[Stored entries]
*** Begin section ***
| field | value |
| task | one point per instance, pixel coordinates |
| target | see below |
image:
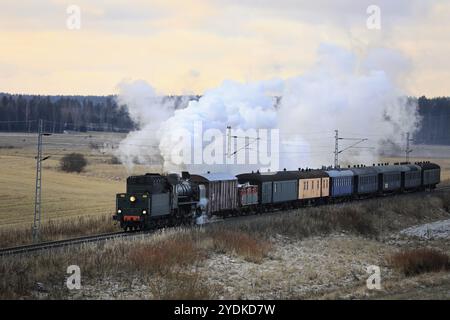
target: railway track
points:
(106, 236)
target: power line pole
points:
(229, 141)
(408, 150)
(37, 199)
(336, 148)
(353, 146)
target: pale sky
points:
(188, 46)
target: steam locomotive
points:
(154, 200)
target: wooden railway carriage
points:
(412, 178)
(313, 184)
(273, 187)
(221, 191)
(365, 180)
(341, 183)
(431, 174)
(389, 178)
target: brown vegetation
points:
(417, 261)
*** End section ***
INSTRUCTIONS FOR THE TASK =>
Your reply should restate every entry exactly, with the pictures left out.

RESPONSE TO THE TASK =>
| field | value |
| task | one point per instance, pixel coordinates |
| target | see below |
image:
target: railway track
points:
(106, 236)
target: power line pole
points:
(229, 141)
(408, 150)
(37, 199)
(336, 148)
(353, 146)
target: pale sky
points:
(188, 46)
target: steam locomotive
points:
(154, 200)
target: wooden railway carriage
points:
(412, 178)
(313, 184)
(273, 187)
(221, 191)
(365, 180)
(341, 183)
(431, 174)
(389, 178)
target: brown vegetation
points:
(417, 261)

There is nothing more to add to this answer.